**Required action:**
Answer these questions using the report on Clement's injury below.
(a) In which inning did Carl Crawford's line drive hit Clement?
(b) What result did Dr. Thomas Gill's statement give for the CT scan?
(c) What will happen to Clement in the morning, according to Gill?

**Page text:**

Clement was carted from the field and taken to a nearby hospital after Carl Crawford’s line drive caromed off the right side of the pitcher’s head for an RBI single in the third inning of a game the World Series champions later rallied to win 10-9 in 10 innings Tuesday night.
“He was calm. He knew what was going on. He never blacked out,” Red Sox outfielder Johnny Damon said. “That was definitely a great sight to see that he was talking, knew where he was and what was going on.”
Clement could be seen blinking his eyes when he was lifted off the ground and strapped onto a stretcher, and Boston medical director Dr. Thomas Gill later issued a statement saying a CT scan was negative.
“I have spoken with Matt and his doctors in Florida,” Gill said. “Matt himself never lost consciousness and is in good spirits. … He appears to be doing well, but will stay in the hospital for precautionary purposes and will be re-evaluated in the morning.”

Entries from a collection
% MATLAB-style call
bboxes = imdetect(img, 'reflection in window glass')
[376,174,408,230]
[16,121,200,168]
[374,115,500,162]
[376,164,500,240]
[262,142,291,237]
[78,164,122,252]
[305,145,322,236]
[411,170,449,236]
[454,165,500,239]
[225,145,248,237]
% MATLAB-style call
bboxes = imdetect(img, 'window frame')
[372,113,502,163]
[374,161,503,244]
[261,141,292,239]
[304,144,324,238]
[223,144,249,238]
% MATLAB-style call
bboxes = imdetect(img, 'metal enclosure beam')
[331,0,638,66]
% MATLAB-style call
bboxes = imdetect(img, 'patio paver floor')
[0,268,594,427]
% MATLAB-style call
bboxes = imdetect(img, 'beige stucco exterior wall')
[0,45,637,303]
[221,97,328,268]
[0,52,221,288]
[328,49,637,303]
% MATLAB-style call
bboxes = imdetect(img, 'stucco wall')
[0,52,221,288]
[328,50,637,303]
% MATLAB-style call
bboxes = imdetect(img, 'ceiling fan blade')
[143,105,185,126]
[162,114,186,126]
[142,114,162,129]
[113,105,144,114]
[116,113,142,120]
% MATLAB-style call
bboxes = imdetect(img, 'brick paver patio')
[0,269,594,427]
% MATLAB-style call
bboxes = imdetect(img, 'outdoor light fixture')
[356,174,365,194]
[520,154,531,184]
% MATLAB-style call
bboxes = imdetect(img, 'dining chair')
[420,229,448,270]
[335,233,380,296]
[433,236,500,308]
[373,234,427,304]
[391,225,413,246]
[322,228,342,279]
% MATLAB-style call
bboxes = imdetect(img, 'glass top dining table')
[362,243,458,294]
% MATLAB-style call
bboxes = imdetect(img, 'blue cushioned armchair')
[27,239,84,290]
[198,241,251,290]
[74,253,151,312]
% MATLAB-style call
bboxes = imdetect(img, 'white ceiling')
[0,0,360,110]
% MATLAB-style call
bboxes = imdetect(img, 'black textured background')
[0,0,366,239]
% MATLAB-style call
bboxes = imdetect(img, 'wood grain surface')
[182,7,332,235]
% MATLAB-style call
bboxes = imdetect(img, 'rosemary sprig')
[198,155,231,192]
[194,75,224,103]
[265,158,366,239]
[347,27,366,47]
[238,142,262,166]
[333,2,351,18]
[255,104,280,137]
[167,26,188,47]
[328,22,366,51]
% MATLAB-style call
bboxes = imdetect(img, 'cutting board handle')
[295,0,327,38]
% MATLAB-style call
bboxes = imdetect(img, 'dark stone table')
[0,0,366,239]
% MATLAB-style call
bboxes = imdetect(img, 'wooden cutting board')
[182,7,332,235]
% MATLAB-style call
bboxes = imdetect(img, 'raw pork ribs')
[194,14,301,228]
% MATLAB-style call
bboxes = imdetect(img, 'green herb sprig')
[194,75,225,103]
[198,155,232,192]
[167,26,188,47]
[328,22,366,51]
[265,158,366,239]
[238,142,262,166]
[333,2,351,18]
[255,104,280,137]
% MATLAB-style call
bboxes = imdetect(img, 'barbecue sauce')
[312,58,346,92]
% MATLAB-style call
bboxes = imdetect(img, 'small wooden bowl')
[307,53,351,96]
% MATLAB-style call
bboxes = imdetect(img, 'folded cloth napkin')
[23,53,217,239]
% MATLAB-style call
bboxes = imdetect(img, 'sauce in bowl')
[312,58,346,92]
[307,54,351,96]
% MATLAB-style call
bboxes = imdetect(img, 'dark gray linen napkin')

**Completed exercise:**
(a) The third inning.
(b) It was negative.
(c) He will be re-evaluated.